*TASK REQUIREMENTS:*
Continue the forum thread below about ordering food in restaurants abroad, starting after its last sentence.

*DOCUMENT EXTRACT:*
We have done that a few times spacerunner, which included enjoying a similar splendid dessert that a young lad was eating with great gusto. Amusement all round.

cabby


----------



## Spacerunner (Mar 18, 2006)

cabby said:


> We have done that a few times spacerunner, which included enjoying a similar splendid dessert that a young lad was eating with great gusto. Amusement all round.
> 
> cabby


I first tried it in Germany and was served a delicious stew and crusty bread.

Several years ago we went to the Buffalo Grill in Cambrai. My missus had been elected by a single vote (mine) to order our meals.
The waiter stood sighing and tapping his foot as he impatiently listened to wifey struggling with unpronouncable French menu items eventually after a ten minute ordeal the waiter congratulated her on her excrutiating French in the broadest of Lancashire accents!

*PROVIDED DATA:*
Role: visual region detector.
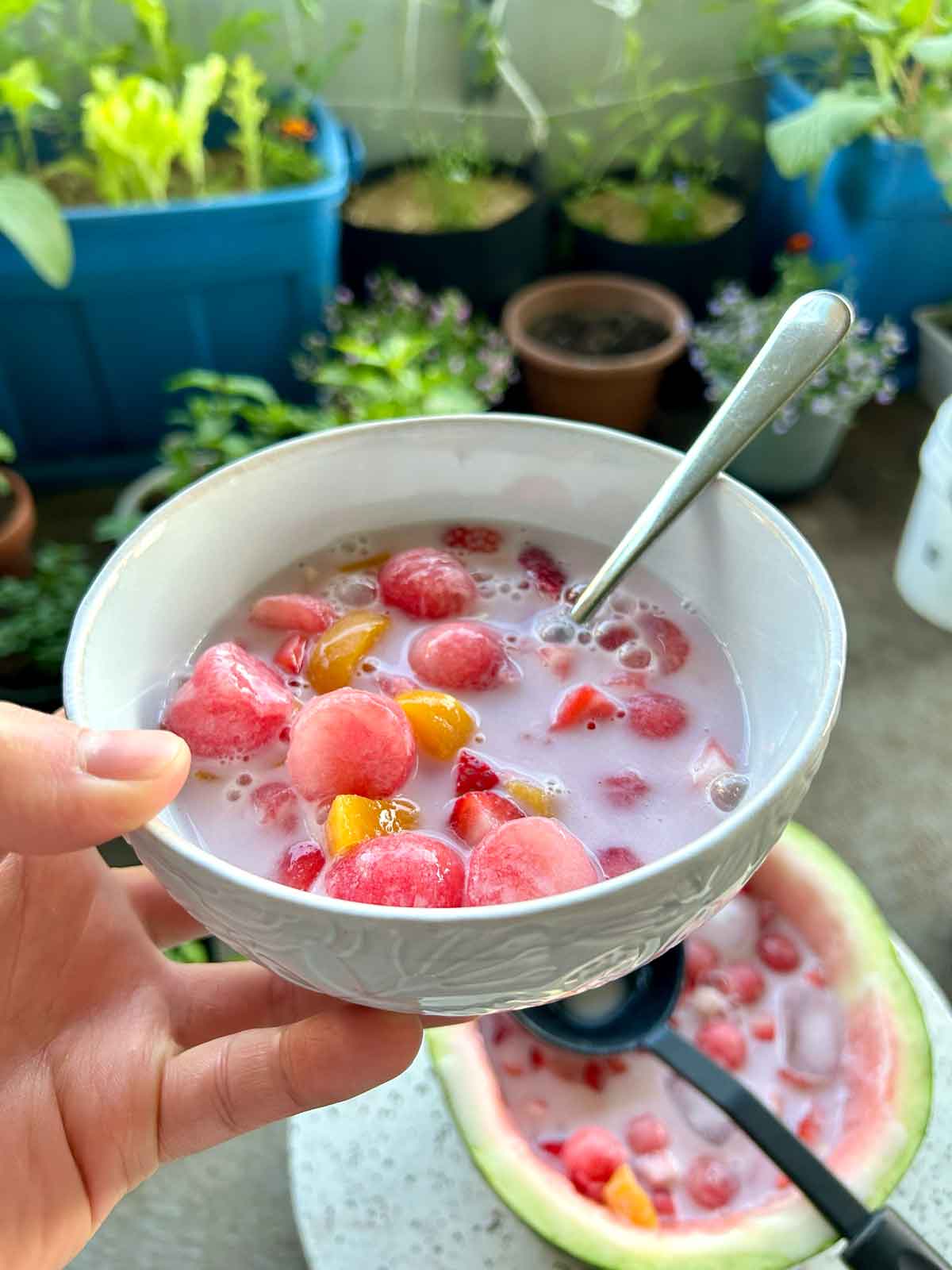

*RESULT OF THE EXERCISE:*
Similarly, when booking into a campsite my OH congratulated the receptionist on her perfect English. The girl spluttered, 'I should think so, I come from Coventry.'


----------



## barryd (May 9, 2008)

I have a pdf on my phone for menu translations in French somewhere I'll see if I can upload it somewhere.

In Spain where we are now and also off the main tourist trail all the menus are also in English as are all the info boards in villages etc. It was poetic justice the other day watching the French try to translate the English info in a medieval village.


----------



## HermanHymer (Dec 5, 2008)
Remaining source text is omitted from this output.